§ What is being asked:
Report only the number of lines in the entries below that hold the word "spot".

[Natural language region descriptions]
※
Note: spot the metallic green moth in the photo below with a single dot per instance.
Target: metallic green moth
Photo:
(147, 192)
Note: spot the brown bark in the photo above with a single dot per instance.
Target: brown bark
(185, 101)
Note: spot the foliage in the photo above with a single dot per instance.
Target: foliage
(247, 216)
※
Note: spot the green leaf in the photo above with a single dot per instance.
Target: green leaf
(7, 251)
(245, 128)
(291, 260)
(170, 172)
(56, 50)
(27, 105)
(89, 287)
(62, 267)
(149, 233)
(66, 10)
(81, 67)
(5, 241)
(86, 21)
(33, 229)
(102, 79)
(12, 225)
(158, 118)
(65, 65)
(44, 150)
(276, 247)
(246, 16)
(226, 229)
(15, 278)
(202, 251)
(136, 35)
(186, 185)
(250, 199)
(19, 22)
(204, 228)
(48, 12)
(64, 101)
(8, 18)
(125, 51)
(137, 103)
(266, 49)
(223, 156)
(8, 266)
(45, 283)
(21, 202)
※
§ Result below:
4